## START

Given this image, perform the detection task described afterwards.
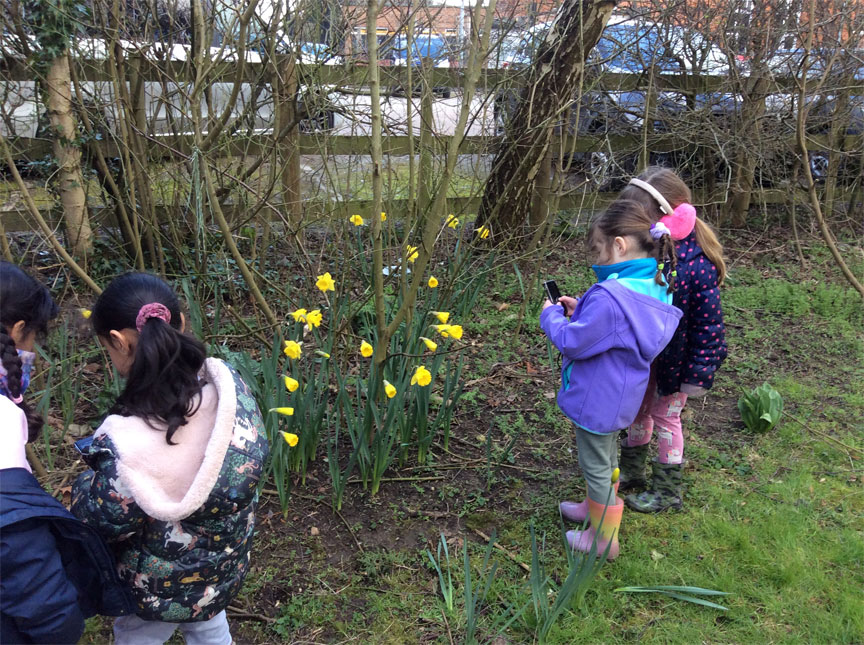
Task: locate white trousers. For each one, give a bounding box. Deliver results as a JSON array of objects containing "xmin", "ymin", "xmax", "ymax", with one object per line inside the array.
[{"xmin": 114, "ymin": 610, "xmax": 232, "ymax": 645}]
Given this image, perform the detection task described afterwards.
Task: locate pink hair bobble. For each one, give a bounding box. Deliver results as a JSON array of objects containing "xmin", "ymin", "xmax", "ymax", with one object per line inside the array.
[
  {"xmin": 660, "ymin": 202, "xmax": 696, "ymax": 241},
  {"xmin": 651, "ymin": 220, "xmax": 672, "ymax": 240},
  {"xmin": 135, "ymin": 302, "xmax": 171, "ymax": 334}
]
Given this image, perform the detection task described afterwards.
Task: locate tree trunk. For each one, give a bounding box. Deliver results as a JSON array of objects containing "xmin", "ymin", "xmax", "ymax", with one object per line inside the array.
[
  {"xmin": 478, "ymin": 0, "xmax": 616, "ymax": 239},
  {"xmin": 727, "ymin": 67, "xmax": 769, "ymax": 228},
  {"xmin": 44, "ymin": 54, "xmax": 93, "ymax": 257},
  {"xmin": 275, "ymin": 55, "xmax": 303, "ymax": 228}
]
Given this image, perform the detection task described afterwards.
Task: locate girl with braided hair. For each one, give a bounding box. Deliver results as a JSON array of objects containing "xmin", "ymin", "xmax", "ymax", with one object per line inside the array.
[
  {"xmin": 0, "ymin": 262, "xmax": 133, "ymax": 643},
  {"xmin": 72, "ymin": 273, "xmax": 268, "ymax": 645},
  {"xmin": 540, "ymin": 200, "xmax": 681, "ymax": 559}
]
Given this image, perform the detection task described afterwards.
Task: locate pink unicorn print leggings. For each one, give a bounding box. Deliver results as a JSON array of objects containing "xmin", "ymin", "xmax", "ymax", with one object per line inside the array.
[{"xmin": 624, "ymin": 374, "xmax": 687, "ymax": 464}]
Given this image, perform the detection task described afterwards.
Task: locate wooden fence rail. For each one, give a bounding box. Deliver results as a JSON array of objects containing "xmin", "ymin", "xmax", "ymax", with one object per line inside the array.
[{"xmin": 0, "ymin": 55, "xmax": 864, "ymax": 231}]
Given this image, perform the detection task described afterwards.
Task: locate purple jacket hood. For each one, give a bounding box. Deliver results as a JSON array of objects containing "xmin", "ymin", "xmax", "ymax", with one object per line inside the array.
[{"xmin": 540, "ymin": 279, "xmax": 681, "ymax": 434}]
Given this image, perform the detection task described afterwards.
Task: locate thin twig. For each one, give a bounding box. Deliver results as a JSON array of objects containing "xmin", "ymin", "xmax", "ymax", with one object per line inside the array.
[
  {"xmin": 330, "ymin": 506, "xmax": 365, "ymax": 553},
  {"xmin": 471, "ymin": 529, "xmax": 531, "ymax": 573},
  {"xmin": 227, "ymin": 605, "xmax": 276, "ymax": 623},
  {"xmin": 348, "ymin": 477, "xmax": 446, "ymax": 484},
  {"xmin": 24, "ymin": 443, "xmax": 48, "ymax": 479}
]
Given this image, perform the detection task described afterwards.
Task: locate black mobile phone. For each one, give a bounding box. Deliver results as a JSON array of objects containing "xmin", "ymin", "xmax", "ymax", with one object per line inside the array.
[
  {"xmin": 543, "ymin": 280, "xmax": 561, "ymax": 303},
  {"xmin": 75, "ymin": 434, "xmax": 95, "ymax": 455}
]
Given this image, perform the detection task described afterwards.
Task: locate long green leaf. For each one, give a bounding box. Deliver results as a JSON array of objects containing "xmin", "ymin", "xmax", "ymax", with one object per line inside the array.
[{"xmin": 615, "ymin": 585, "xmax": 732, "ymax": 596}]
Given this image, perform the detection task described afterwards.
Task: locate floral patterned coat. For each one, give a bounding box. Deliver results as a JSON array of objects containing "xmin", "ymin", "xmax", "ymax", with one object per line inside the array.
[{"xmin": 72, "ymin": 358, "xmax": 268, "ymax": 622}]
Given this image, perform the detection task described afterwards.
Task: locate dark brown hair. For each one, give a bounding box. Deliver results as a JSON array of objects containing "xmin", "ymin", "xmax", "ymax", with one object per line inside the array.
[
  {"xmin": 90, "ymin": 273, "xmax": 207, "ymax": 445},
  {"xmin": 0, "ymin": 262, "xmax": 57, "ymax": 441},
  {"xmin": 618, "ymin": 166, "xmax": 726, "ymax": 284},
  {"xmin": 588, "ymin": 198, "xmax": 677, "ymax": 293}
]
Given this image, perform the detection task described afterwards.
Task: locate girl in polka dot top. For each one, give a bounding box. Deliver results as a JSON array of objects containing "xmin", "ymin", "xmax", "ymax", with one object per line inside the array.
[{"xmin": 619, "ymin": 167, "xmax": 726, "ymax": 513}]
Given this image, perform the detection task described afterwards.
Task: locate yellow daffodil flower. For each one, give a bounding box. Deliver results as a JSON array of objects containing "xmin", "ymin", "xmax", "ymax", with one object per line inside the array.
[
  {"xmin": 411, "ymin": 365, "xmax": 432, "ymax": 387},
  {"xmin": 384, "ymin": 380, "xmax": 396, "ymax": 399},
  {"xmin": 283, "ymin": 340, "xmax": 303, "ymax": 360},
  {"xmin": 447, "ymin": 325, "xmax": 462, "ymax": 340},
  {"xmin": 315, "ymin": 271, "xmax": 336, "ymax": 291},
  {"xmin": 306, "ymin": 309, "xmax": 324, "ymax": 327},
  {"xmin": 432, "ymin": 325, "xmax": 450, "ymax": 338},
  {"xmin": 268, "ymin": 408, "xmax": 294, "ymax": 417}
]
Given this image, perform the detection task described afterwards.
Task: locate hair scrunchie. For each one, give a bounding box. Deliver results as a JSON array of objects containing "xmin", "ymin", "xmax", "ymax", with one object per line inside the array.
[
  {"xmin": 135, "ymin": 302, "xmax": 171, "ymax": 334},
  {"xmin": 651, "ymin": 220, "xmax": 672, "ymax": 240},
  {"xmin": 660, "ymin": 202, "xmax": 696, "ymax": 241}
]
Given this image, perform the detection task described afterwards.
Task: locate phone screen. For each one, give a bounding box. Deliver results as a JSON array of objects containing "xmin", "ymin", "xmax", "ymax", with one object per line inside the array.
[{"xmin": 543, "ymin": 280, "xmax": 561, "ymax": 303}]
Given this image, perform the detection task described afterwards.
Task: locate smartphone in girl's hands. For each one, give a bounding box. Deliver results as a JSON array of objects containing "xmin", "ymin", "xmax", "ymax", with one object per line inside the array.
[{"xmin": 543, "ymin": 280, "xmax": 561, "ymax": 304}]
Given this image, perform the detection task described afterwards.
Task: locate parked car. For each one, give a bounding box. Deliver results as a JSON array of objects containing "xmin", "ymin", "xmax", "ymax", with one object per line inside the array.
[{"xmin": 393, "ymin": 32, "xmax": 459, "ymax": 68}]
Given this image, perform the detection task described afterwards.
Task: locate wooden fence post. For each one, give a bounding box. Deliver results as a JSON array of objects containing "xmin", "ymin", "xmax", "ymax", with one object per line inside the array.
[{"xmin": 272, "ymin": 54, "xmax": 303, "ymax": 227}]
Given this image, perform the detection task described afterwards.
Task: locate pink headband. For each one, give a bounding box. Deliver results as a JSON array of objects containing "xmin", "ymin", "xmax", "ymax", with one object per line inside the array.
[
  {"xmin": 135, "ymin": 302, "xmax": 171, "ymax": 334},
  {"xmin": 630, "ymin": 177, "xmax": 696, "ymax": 240}
]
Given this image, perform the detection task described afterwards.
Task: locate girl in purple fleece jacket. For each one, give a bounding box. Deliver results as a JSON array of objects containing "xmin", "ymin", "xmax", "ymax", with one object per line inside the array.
[{"xmin": 540, "ymin": 200, "xmax": 681, "ymax": 559}]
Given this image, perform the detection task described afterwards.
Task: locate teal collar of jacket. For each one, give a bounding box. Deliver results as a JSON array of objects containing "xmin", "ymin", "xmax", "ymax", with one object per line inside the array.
[{"xmin": 591, "ymin": 258, "xmax": 657, "ymax": 282}]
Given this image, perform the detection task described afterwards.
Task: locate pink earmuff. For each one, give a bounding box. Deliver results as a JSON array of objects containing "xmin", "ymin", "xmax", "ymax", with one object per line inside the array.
[{"xmin": 660, "ymin": 202, "xmax": 696, "ymax": 241}]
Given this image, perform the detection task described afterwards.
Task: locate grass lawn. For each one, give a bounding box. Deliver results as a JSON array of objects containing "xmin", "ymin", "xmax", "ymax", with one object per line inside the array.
[{"xmin": 45, "ymin": 223, "xmax": 864, "ymax": 644}]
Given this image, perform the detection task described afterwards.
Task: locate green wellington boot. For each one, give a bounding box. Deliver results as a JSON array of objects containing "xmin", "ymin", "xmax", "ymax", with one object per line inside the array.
[
  {"xmin": 624, "ymin": 461, "xmax": 684, "ymax": 513},
  {"xmin": 618, "ymin": 443, "xmax": 650, "ymax": 492}
]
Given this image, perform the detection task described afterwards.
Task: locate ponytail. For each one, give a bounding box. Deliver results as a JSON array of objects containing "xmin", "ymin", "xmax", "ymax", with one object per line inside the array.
[
  {"xmin": 0, "ymin": 330, "xmax": 45, "ymax": 442},
  {"xmin": 695, "ymin": 217, "xmax": 726, "ymax": 286},
  {"xmin": 588, "ymin": 198, "xmax": 678, "ymax": 293},
  {"xmin": 654, "ymin": 233, "xmax": 678, "ymax": 293},
  {"xmin": 91, "ymin": 273, "xmax": 207, "ymax": 445}
]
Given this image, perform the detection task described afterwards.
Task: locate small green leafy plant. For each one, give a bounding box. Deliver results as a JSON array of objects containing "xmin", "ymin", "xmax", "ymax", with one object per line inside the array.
[
  {"xmin": 426, "ymin": 533, "xmax": 455, "ymax": 614},
  {"xmin": 738, "ymin": 383, "xmax": 783, "ymax": 434}
]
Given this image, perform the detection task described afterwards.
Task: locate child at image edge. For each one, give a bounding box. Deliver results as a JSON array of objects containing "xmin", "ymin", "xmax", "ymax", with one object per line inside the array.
[
  {"xmin": 72, "ymin": 273, "xmax": 268, "ymax": 645},
  {"xmin": 619, "ymin": 167, "xmax": 726, "ymax": 513},
  {"xmin": 0, "ymin": 262, "xmax": 135, "ymax": 645},
  {"xmin": 540, "ymin": 200, "xmax": 681, "ymax": 559}
]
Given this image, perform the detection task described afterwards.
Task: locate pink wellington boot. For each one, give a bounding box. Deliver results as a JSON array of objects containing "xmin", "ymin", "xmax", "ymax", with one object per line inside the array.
[
  {"xmin": 567, "ymin": 497, "xmax": 624, "ymax": 560},
  {"xmin": 558, "ymin": 481, "xmax": 621, "ymax": 524}
]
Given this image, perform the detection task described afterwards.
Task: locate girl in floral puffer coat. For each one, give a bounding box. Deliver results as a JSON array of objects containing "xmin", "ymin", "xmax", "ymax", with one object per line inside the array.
[{"xmin": 72, "ymin": 273, "xmax": 268, "ymax": 645}]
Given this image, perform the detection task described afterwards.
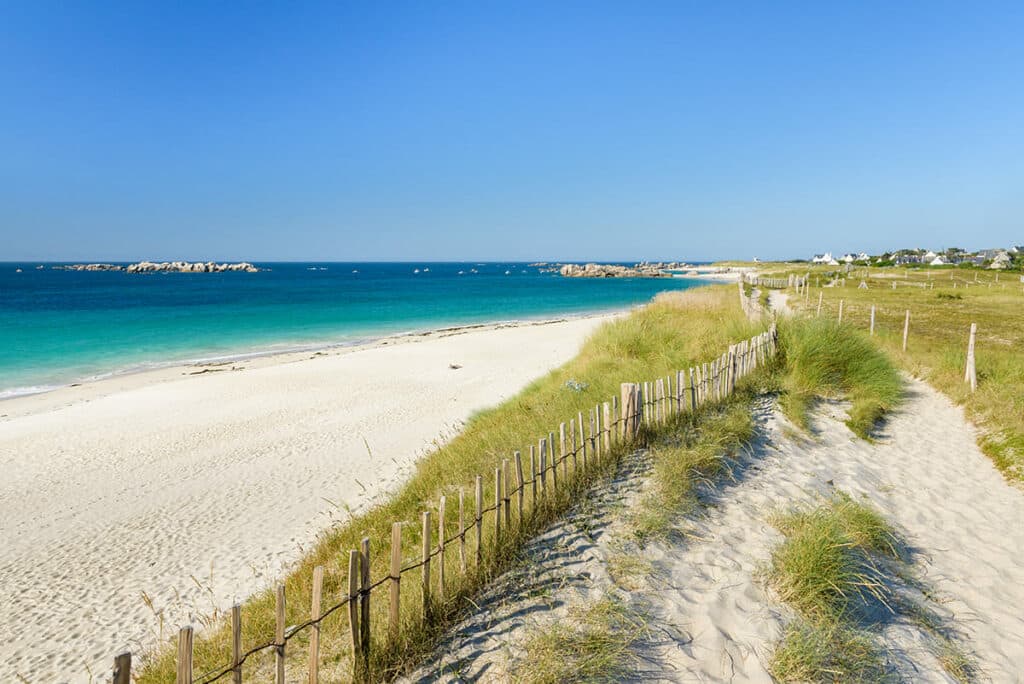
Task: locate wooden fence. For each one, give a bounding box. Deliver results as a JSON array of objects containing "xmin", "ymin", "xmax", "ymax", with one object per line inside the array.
[{"xmin": 113, "ymin": 323, "xmax": 777, "ymax": 684}]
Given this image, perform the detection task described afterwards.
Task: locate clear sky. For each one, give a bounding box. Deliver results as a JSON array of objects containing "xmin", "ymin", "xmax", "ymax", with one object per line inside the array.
[{"xmin": 0, "ymin": 0, "xmax": 1024, "ymax": 260}]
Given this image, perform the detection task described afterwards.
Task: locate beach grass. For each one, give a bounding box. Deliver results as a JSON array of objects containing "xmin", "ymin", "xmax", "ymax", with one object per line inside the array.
[
  {"xmin": 138, "ymin": 286, "xmax": 763, "ymax": 682},
  {"xmin": 749, "ymin": 264, "xmax": 1024, "ymax": 485}
]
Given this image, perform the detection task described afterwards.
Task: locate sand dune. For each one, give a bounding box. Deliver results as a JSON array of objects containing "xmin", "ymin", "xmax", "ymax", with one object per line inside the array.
[
  {"xmin": 0, "ymin": 316, "xmax": 607, "ymax": 681},
  {"xmin": 413, "ymin": 379, "xmax": 1024, "ymax": 683}
]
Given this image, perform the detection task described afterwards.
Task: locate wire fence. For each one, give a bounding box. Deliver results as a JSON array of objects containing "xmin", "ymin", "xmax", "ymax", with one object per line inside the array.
[{"xmin": 113, "ymin": 323, "xmax": 777, "ymax": 684}]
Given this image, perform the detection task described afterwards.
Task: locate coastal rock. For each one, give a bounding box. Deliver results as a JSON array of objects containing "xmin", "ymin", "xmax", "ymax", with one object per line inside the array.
[{"xmin": 125, "ymin": 261, "xmax": 259, "ymax": 273}]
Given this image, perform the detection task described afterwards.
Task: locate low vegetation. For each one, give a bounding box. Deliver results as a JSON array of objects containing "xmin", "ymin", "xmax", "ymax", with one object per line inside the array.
[
  {"xmin": 767, "ymin": 491, "xmax": 977, "ymax": 683},
  {"xmin": 779, "ymin": 318, "xmax": 902, "ymax": 439},
  {"xmin": 753, "ymin": 264, "xmax": 1024, "ymax": 484},
  {"xmin": 139, "ymin": 287, "xmax": 763, "ymax": 682},
  {"xmin": 512, "ymin": 596, "xmax": 647, "ymax": 684}
]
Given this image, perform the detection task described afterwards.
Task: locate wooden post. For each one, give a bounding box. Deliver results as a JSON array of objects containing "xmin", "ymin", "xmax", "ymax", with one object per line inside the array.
[
  {"xmin": 502, "ymin": 459, "xmax": 512, "ymax": 533},
  {"xmin": 348, "ymin": 549, "xmax": 362, "ymax": 663},
  {"xmin": 512, "ymin": 452, "xmax": 526, "ymax": 520},
  {"xmin": 964, "ymin": 323, "xmax": 978, "ymax": 392},
  {"xmin": 459, "ymin": 487, "xmax": 466, "ymax": 574},
  {"xmin": 231, "ymin": 603, "xmax": 242, "ymax": 684},
  {"xmin": 618, "ymin": 382, "xmax": 637, "ymax": 441},
  {"xmin": 420, "ymin": 511, "xmax": 432, "ymax": 623},
  {"xmin": 566, "ymin": 418, "xmax": 579, "ymax": 477},
  {"xmin": 602, "ymin": 401, "xmax": 611, "ymax": 456},
  {"xmin": 474, "ymin": 475, "xmax": 483, "ymax": 570},
  {"xmin": 437, "ymin": 496, "xmax": 447, "ymax": 603},
  {"xmin": 273, "ymin": 583, "xmax": 286, "ymax": 684},
  {"xmin": 114, "ymin": 653, "xmax": 131, "ymax": 684},
  {"xmin": 388, "ymin": 522, "xmax": 401, "ymax": 643},
  {"xmin": 558, "ymin": 423, "xmax": 569, "ymax": 481},
  {"xmin": 573, "ymin": 411, "xmax": 587, "ymax": 470},
  {"xmin": 529, "ymin": 446, "xmax": 540, "ymax": 501},
  {"xmin": 495, "ymin": 468, "xmax": 502, "ymax": 549},
  {"xmin": 175, "ymin": 625, "xmax": 191, "ymax": 684},
  {"xmin": 548, "ymin": 431, "xmax": 558, "ymax": 490},
  {"xmin": 309, "ymin": 565, "xmax": 321, "ymax": 684},
  {"xmin": 359, "ymin": 537, "xmax": 370, "ymax": 671}
]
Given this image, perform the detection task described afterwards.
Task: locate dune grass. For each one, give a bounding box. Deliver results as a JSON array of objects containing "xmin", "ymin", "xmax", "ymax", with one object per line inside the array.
[
  {"xmin": 779, "ymin": 318, "xmax": 902, "ymax": 439},
  {"xmin": 767, "ymin": 491, "xmax": 978, "ymax": 682},
  {"xmin": 768, "ymin": 493, "xmax": 897, "ymax": 682},
  {"xmin": 138, "ymin": 286, "xmax": 762, "ymax": 682},
  {"xmin": 745, "ymin": 264, "xmax": 1024, "ymax": 485}
]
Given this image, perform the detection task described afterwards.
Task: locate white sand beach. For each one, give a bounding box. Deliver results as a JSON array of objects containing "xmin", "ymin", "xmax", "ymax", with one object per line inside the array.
[{"xmin": 0, "ymin": 314, "xmax": 613, "ymax": 682}]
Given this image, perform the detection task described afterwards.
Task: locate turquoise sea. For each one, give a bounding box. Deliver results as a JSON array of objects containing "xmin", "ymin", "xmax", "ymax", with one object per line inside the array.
[{"xmin": 0, "ymin": 263, "xmax": 703, "ymax": 397}]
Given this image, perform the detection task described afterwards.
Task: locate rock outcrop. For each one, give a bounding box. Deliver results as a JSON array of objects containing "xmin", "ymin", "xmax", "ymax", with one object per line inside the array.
[{"xmin": 558, "ymin": 261, "xmax": 687, "ymax": 277}]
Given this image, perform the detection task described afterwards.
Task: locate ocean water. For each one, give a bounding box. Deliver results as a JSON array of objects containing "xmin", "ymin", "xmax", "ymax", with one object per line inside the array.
[{"xmin": 0, "ymin": 263, "xmax": 703, "ymax": 397}]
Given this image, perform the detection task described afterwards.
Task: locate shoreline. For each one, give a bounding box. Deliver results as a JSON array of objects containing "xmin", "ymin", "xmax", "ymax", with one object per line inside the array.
[
  {"xmin": 0, "ymin": 309, "xmax": 625, "ymax": 682},
  {"xmin": 0, "ymin": 307, "xmax": 634, "ymax": 411}
]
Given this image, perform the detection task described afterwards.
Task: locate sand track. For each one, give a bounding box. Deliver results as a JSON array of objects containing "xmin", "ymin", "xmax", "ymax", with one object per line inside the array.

## END

_Short problem_
Pick out each line in the records above that contains the string "boot", and copy those lines. Case counts.

_Exercise answer_
Task: locate green wellington boot. For each one, give a bounding box. Deliver results as a JSON array of objects containing "xmin", "ymin", "xmax", "ymax", with one object per line inside the array.
Task: locate pink wellington boot. For each one, give a bounding box. Deliver results as a JSON array of objects containing "xmin", "ymin", "xmax", "ymax", with one object per line inside the array.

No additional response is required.